======== Data provided ========

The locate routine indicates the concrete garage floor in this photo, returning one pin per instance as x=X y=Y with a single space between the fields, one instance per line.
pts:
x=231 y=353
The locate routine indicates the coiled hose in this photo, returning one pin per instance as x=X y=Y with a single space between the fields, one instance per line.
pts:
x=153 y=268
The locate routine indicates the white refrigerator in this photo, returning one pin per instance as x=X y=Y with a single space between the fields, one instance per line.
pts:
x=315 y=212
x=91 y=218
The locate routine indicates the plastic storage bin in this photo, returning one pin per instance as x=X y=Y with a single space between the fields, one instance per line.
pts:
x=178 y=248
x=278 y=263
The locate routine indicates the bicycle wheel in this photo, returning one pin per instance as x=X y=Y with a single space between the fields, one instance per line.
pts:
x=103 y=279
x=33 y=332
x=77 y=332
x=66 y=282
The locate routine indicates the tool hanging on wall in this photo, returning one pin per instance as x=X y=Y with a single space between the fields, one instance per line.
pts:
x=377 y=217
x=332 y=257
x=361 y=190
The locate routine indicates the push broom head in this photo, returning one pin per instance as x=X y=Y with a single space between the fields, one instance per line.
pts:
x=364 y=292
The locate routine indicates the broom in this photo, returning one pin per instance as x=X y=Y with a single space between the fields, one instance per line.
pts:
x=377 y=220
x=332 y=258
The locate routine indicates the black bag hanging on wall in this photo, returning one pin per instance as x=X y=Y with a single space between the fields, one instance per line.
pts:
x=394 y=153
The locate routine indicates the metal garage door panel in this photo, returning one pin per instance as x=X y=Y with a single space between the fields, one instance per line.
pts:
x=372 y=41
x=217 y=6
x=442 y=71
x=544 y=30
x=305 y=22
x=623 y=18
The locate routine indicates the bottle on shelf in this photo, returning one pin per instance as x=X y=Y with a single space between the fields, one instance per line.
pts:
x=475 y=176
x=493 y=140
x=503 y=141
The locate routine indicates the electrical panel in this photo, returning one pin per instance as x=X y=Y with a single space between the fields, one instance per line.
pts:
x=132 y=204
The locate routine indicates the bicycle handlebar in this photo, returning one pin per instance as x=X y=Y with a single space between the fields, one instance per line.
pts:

========

Short task:
Copy every line of the records above word for word, with no changes.

Full solution:
The locate routine indicates the concrete garage floor in this photo, returning one pin per instance as x=X y=Y with a single space between the fields, one instance per line.
pts:
x=231 y=353
The locate routine indicates the coiled hose in this photo, returning one pin per instance as x=X y=Y with a single space between the fields, one instance per line.
pts:
x=153 y=268
The locate routine indicates the white refrigerator in this photo, returning one pin per instance as x=X y=Y with a single space between the fields, one instance per line.
pts:
x=315 y=212
x=91 y=218
The locate routine indicates the plastic storage bin in this photo, returning one pin per instance as x=X y=Y with a single space between the fields, one instance per line.
pts:
x=178 y=248
x=278 y=263
The locate routine indicates the bicycle wheel in this photo, returning one pin per instance as x=X y=Y with a single space between the fields, one instance per line.
pts:
x=103 y=279
x=33 y=332
x=77 y=332
x=66 y=282
The locate routine indicates the tool hanging on wall in this photo, returning one pin per instance as x=X y=Y with a single space between the fields, one instance per line.
pts:
x=377 y=217
x=332 y=257
x=361 y=190
The locate routine indicates the push broom head in this photo, returning one pin per instance as x=X y=Y with a single space between the fields, one instance per line.
pts:
x=364 y=292
The locate routine indicates the broom in this photo, returning one pin per instance as x=X y=Y with a single space between the fields, one instance per line.
pts:
x=377 y=220
x=332 y=258
The locate routine indicates the black bag hanging on wall in this photo, returning one pin per instance as x=X y=Y with a single space between the fields, one instance per line.
pts:
x=394 y=153
The locate routine indicates the metal garage door panel in this photo, returning one pin per instance as x=X y=Y with a single space between the fields, one instance per line.
pts:
x=372 y=41
x=217 y=6
x=442 y=71
x=544 y=30
x=305 y=22
x=623 y=18
The locate routine indicates the bottle on shelf in this photo, returning one pin per instance as x=X y=Y with a single space between the fields, one instance per line.
pts:
x=475 y=176
x=493 y=140
x=503 y=141
The locate routine indicates the electrical panel in this photo, returning one pin per instance as x=X y=Y with a single space between the fields, one instance per line.
pts:
x=132 y=204
The locate routine indicates the bicycle handlebar in this photo, returning one pin per instance as x=X y=Y with a single space between the fields, one instance per line.
pts:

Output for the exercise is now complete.